Records to use:
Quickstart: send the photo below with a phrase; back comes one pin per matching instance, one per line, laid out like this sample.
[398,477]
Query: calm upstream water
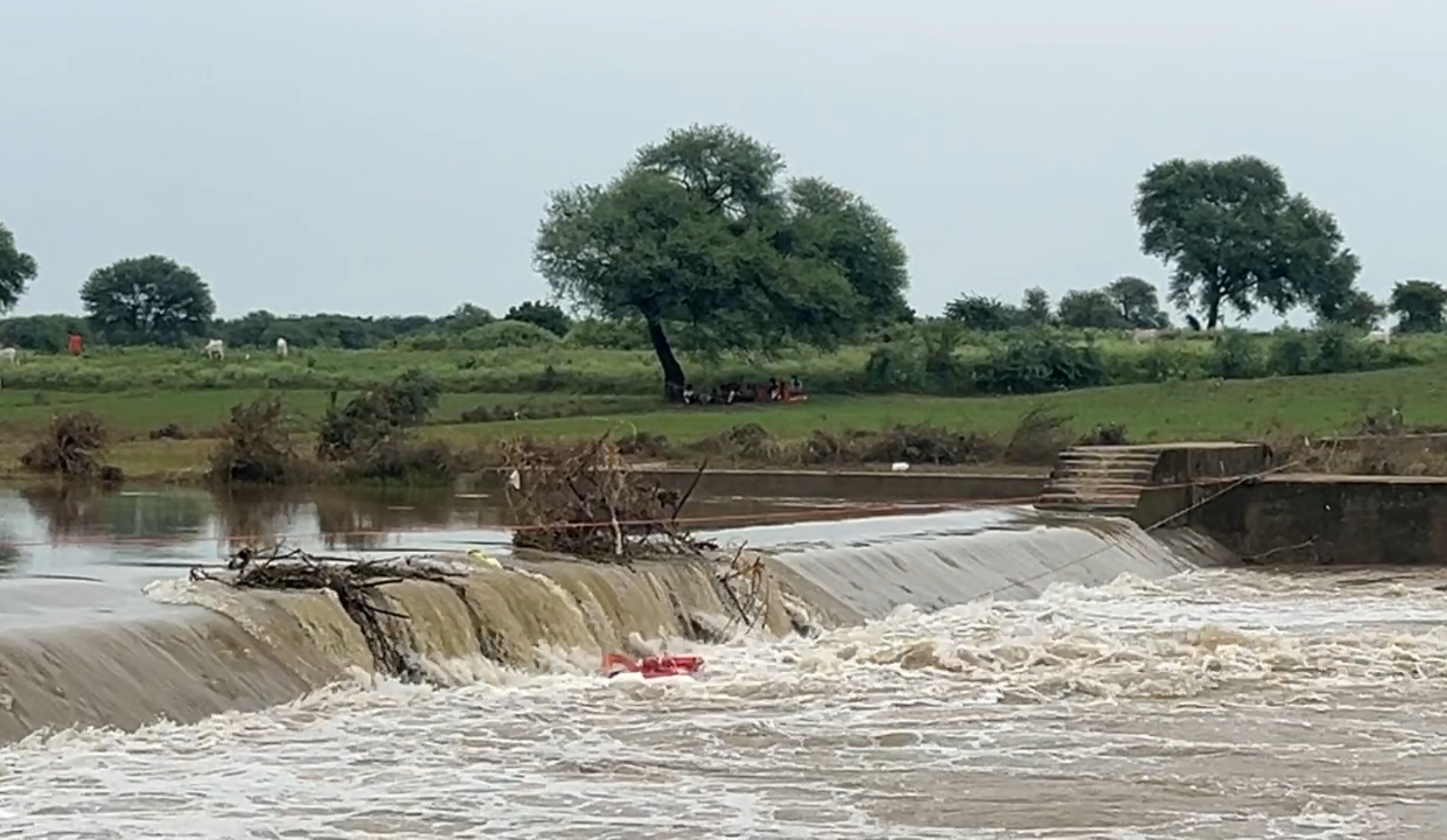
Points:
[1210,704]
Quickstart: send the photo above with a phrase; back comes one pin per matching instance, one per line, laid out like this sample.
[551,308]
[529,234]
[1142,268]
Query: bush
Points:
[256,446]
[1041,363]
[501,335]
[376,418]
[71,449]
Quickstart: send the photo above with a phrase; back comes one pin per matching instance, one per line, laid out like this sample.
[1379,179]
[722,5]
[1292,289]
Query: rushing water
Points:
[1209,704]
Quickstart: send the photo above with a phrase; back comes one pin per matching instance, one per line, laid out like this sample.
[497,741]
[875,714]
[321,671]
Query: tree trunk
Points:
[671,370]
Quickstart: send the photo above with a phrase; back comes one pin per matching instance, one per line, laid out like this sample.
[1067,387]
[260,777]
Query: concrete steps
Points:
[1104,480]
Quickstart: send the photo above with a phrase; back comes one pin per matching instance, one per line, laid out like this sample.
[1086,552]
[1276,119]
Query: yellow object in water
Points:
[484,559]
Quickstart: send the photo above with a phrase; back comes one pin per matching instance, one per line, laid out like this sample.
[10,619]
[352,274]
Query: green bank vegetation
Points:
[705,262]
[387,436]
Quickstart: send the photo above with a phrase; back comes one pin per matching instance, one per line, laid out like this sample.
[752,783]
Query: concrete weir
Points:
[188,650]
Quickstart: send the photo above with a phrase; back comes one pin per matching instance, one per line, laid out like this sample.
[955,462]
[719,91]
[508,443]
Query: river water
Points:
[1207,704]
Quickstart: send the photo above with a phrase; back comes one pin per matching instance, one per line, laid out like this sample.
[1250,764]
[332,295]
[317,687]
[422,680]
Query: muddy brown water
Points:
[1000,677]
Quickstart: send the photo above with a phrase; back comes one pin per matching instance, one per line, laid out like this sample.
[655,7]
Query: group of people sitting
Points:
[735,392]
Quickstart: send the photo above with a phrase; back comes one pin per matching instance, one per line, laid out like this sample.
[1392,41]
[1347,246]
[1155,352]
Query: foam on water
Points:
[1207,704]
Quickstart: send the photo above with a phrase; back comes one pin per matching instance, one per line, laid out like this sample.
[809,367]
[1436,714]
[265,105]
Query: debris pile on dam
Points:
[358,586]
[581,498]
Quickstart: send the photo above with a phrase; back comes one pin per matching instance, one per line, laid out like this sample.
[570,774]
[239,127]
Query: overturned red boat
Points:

Direction:
Pictures are not part of the copy; reproduce everything else in the records exactly.

Output of the task:
Quickstart: send the photo below with a phrase; back comes one pin per matching instance, one per line, laid out like this sample.
[398,477]
Query: calm upstream water
Points:
[1210,704]
Quickstart: send the photo above with a phrase; back comes one pin per matching instance, one per line, laid out like this sample.
[551,308]
[529,234]
[1142,268]
Query: bush
Points:
[256,446]
[1041,363]
[501,335]
[376,418]
[71,449]
Quickstart: send the photo above with a phrase; back comes one pin per matching instance, one per line, laid out like this sample.
[1379,179]
[722,5]
[1292,289]
Query: rushing water
Points:
[1209,704]
Quickstart: send the photo above with a phrase; back comes one pin per matching instance, one per line, laid out like this sample.
[497,741]
[875,714]
[321,671]
Query: tree trunk
Points:
[671,370]
Quickstart: send the photo above with a phrase; back comes one pin per matching instance, one per line, laid out like this sample.
[1067,387]
[260,777]
Query: concrete steps
Points:
[1104,480]
Quickstart: send the photo above with a phrase; back comes one pin per matching instance, one per line, laid out like this sample.
[1086,552]
[1276,119]
Query: yellow object in water
Points:
[484,559]
Quickstart: send the photo above with a phrase; back comes one pin per matching instance, one per line, laid out like this sample.
[10,619]
[352,274]
Query: green bank vegetation
Points:
[705,262]
[387,436]
Quickstart: send the photo above with a phrase; back comes one pin per matching instance, one per line, laid out like this sample.
[752,783]
Query: concrete weir
Points:
[188,650]
Quickstart: send the photo above with a phrase; back comes one pin per matching instance, one per line, laid out like this sample.
[955,462]
[719,91]
[508,443]
Query: river water
Points:
[1207,704]
Quickstart: send the photo above with a phrase; back comes one pin per matching instance, one per line, laid out like this sample.
[1250,764]
[332,295]
[317,687]
[422,680]
Query: muddy brown water
Points:
[1000,677]
Quickstart: send the photo above with a phrase; back comes one pin per matching instance, one per line, laid out like this sample.
[655,7]
Query: group of people sitting
Points:
[735,392]
Quickstart: send the photo above with a phrase; back comes one pin per matching instance, one per line, laid out like this sample.
[1392,41]
[1347,246]
[1155,352]
Query: foam on water
Points:
[1207,704]
Quickstart: send the photo above with a phrase; back comes one pin per matching instance, one per line, laid out like this sample.
[809,367]
[1436,714]
[265,105]
Query: debris pile on dam
Points:
[358,586]
[581,498]
Quickstart: send the photo above with a phrase; back comes one pin per matching instance, one per line, laid out like this sample.
[570,774]
[239,127]
Query: overturned red boat
Points:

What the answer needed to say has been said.